Чтобы понять ход мыслей гамбургского учёного, обратимся к его размышлениям о флорентийских интермедиях. Интермедии были вставками между пятью актами комедии – развёрнутой истории на современный (реалистический сюжет). Их первоначальная цель была утилитарна, а музыка, соответственно, непритязательна: поскольку между актами пьесы не опускался занавес, эти музыкальные вставки лишь обозначали антракты. Однако в течение XVI в., особенно во Флоренции в дни придворных торжеств, интермедии становились все более помпезными и дорогостоящими, превратившись в форму показного расточительства, нацеленную на то, чтобы произвести впечатление на приглашенных гостей богатством, благородством и щедростью хозяина. Вершина этого жанра была достигнута на трёх свадебных торжествах герцогского дома Медичи в 1539, 1565 и 1589 годах; при этом каждое следующее представление по размаху старалось превзойти предшествующее. В основе они имели сюжет фантастического, аллегорического характера на темы античной мифологии; это давало повод для широкого применения различных аттракционов, трюков, фокусов и прочих сценических «спецэффектов», которые достигались не только средствами сценической машинерии, но и средствами музыкальными. Сказанного уже достаточно, чтобы заключить, что и интермедии не могли иметь притязаний на воскрешение древнегреческих трагедий.

:: Исходные записи ::
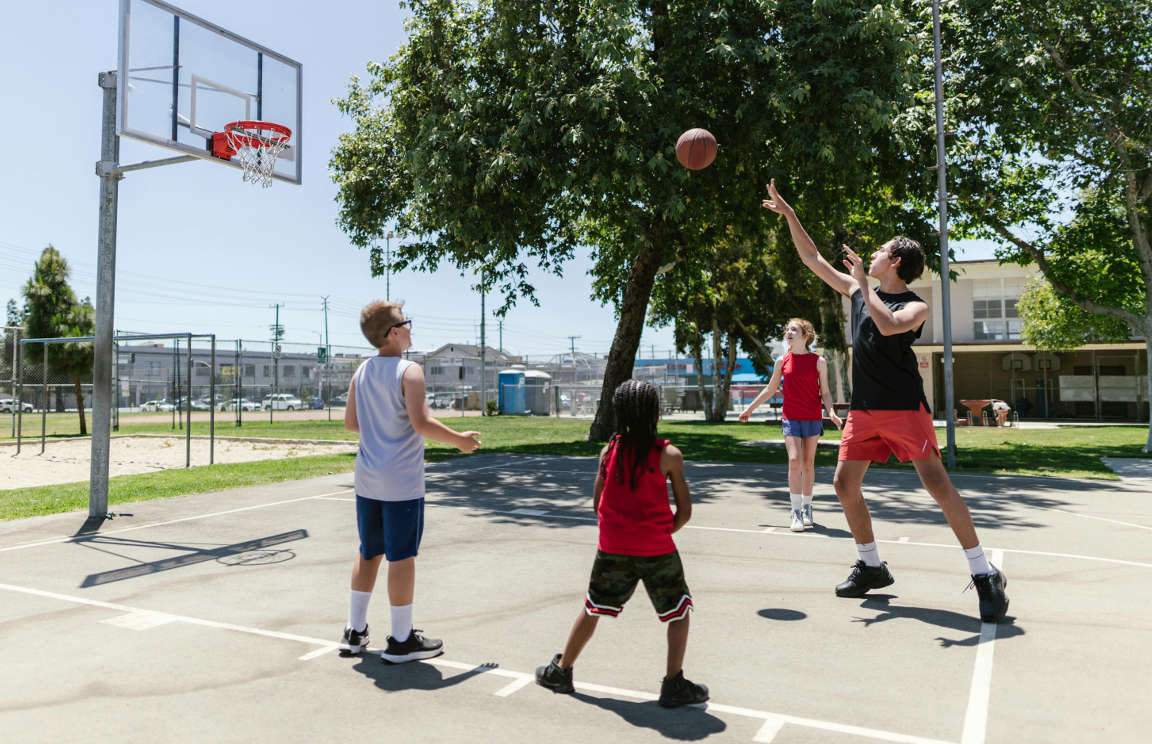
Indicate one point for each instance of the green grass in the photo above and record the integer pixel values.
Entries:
(1071, 452)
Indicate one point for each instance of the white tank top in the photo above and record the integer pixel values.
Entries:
(389, 465)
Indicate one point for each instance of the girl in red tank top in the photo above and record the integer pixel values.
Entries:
(630, 498)
(804, 377)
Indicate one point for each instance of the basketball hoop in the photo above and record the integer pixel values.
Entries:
(252, 144)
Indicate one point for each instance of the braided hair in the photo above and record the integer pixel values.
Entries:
(637, 407)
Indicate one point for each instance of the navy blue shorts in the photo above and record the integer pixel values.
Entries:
(392, 529)
(803, 429)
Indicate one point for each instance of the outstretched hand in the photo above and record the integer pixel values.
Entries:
(855, 265)
(775, 202)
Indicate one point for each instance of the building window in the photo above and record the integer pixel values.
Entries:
(994, 316)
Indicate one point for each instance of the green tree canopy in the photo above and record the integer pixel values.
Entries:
(507, 135)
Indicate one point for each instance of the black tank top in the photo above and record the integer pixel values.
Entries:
(885, 374)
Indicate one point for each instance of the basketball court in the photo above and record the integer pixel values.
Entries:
(215, 616)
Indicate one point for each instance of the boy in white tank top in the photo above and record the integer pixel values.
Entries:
(387, 407)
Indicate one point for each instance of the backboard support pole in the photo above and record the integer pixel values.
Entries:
(105, 302)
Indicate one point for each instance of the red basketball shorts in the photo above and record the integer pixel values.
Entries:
(877, 434)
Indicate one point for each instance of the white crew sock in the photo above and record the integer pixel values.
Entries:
(357, 609)
(869, 554)
(977, 562)
(401, 622)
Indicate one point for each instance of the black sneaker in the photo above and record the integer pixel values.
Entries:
(677, 691)
(354, 642)
(864, 578)
(993, 600)
(415, 648)
(555, 677)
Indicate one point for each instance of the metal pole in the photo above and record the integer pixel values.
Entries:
(212, 405)
(105, 302)
(945, 272)
(188, 408)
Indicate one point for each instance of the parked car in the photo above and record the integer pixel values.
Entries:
(8, 405)
(282, 402)
(243, 403)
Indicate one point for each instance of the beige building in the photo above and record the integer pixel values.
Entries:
(1099, 381)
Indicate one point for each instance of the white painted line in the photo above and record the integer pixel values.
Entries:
(518, 676)
(158, 524)
(767, 733)
(318, 652)
(1089, 516)
(514, 686)
(976, 718)
(144, 620)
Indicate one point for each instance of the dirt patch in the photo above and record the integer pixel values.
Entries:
(68, 461)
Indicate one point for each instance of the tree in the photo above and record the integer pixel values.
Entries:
(51, 311)
(505, 135)
(1053, 106)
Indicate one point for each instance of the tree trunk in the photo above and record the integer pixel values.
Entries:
(80, 404)
(633, 311)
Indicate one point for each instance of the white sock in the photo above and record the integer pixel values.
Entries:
(357, 609)
(869, 554)
(401, 622)
(977, 563)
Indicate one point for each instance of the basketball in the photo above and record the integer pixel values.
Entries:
(696, 149)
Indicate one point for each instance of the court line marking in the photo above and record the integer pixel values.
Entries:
(976, 716)
(76, 538)
(521, 678)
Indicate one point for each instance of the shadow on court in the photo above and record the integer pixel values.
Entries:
(391, 677)
(686, 724)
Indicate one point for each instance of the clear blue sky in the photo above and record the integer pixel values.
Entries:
(198, 249)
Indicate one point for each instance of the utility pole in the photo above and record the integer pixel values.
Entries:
(278, 333)
(327, 355)
(575, 371)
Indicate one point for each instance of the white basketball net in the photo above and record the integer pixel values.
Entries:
(257, 149)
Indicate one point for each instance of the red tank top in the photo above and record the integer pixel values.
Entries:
(802, 387)
(635, 522)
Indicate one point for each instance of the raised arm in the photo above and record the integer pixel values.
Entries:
(821, 366)
(768, 391)
(418, 414)
(805, 247)
(672, 464)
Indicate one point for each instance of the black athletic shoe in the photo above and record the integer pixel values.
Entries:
(415, 648)
(993, 600)
(864, 578)
(355, 642)
(555, 677)
(677, 691)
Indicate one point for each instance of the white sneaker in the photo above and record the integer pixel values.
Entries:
(797, 522)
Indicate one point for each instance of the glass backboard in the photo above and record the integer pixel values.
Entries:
(182, 78)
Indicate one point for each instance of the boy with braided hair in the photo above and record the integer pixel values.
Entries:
(630, 499)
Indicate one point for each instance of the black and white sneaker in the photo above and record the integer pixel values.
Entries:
(555, 677)
(415, 648)
(677, 691)
(991, 590)
(354, 642)
(864, 578)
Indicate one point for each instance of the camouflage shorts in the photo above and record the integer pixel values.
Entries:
(614, 579)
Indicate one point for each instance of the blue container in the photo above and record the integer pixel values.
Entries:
(510, 395)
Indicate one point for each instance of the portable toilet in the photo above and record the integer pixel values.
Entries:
(510, 392)
(538, 392)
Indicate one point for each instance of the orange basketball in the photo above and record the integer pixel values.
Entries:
(696, 149)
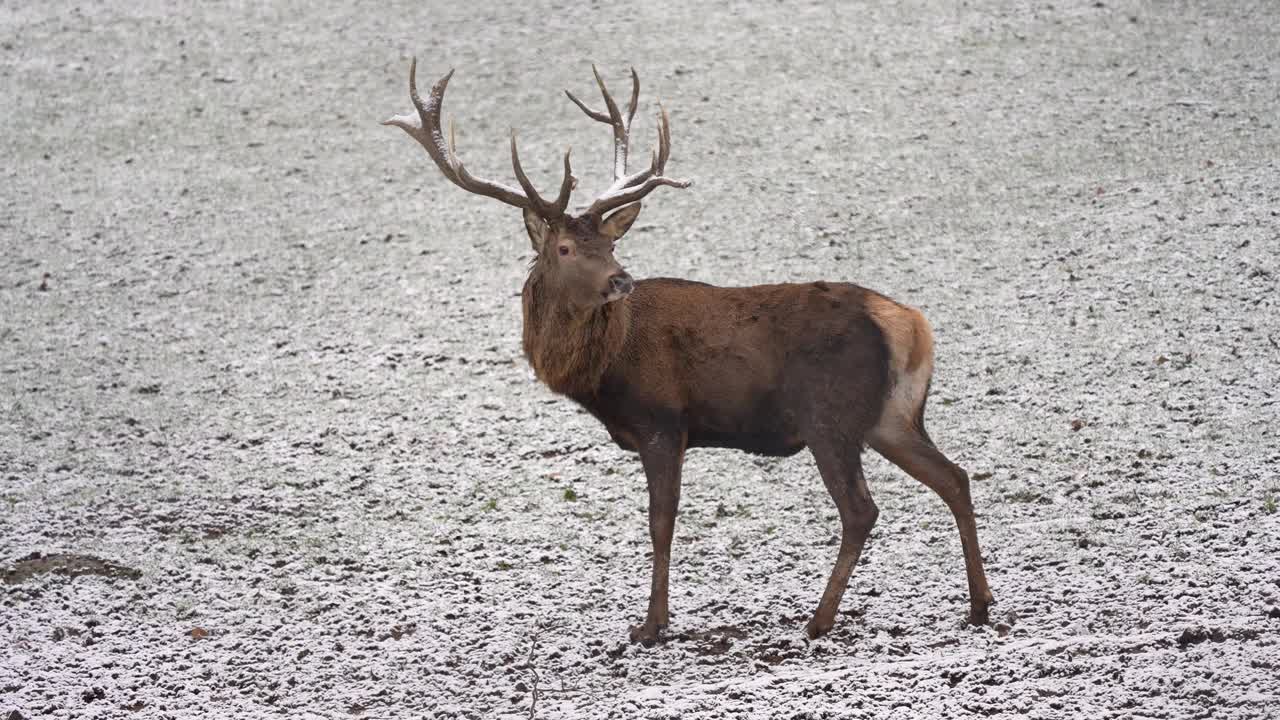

:: Задания ::
a: Определите, согласуются ли с текстом о флорентийских интермедиях следующие утверждения: (i) между актами пьесы опускался занавес; (ii) вершина жанра интермедий пришлась на три свадебных торжества дома Медичи; (iii) сценические «спецэффекты» создавались исключительно средствами сценической машинерии. Для каждого ответьте «да» или «нет» и приведите решающие слова текста в точной цитате.
b: Из какой области брались темы для сюжетов интермедий согласно тексту о флорентийских интермедиях?
c: Допишите продолжение текста о флорентийских интермедиях, начав сразу после его последнего предложения.

:: Ответы к заданиям ::
a:
(i) Нет: «поскольку между актами пьесы не опускался занавес».
(ii) Да: «Вершина этого жанра была достигнута на трёх свадебных торжествах герцогского дома Медичи в 1539, 1565 и 1589 годах».
(iii) Нет: «не только средствами сценической машинерии, но и средствами музыкальными».

b: Из античной мифологии.

c:
Интермедии 1589 года были написаны по случаю бракосочетания герцога Фердинанда I Медичи и Кристины Лотарингской. Этот невероятно экстравагантный цикл из шести помпезных аллегорических зрелищ с музыкой должен был исполняться между актами разговорной комедии «Юная Паломница» («La Pellegrina») придворного поэта Джироламо Баргальи. Шесть интермедий объединяла общая тема – музыка и сила её воздействия. В этом они явились предшественниками первых опер на сюжет мифа об Орфее, но в них всё ещё не было важнейшей её составляющей – положенного на музыку диалога.

Интермедии распадаются на две группы, – замечает Варбург. – 1, 4 и 5 – платонические аллегории значении музыки и космоса, «Musica mondana», как тогда выржались; 2,3 и 6 – представления из жизни людей и богов мифического времени, которые показывают психологическое воздействие музыки, т. е. античные примеры «musica humana».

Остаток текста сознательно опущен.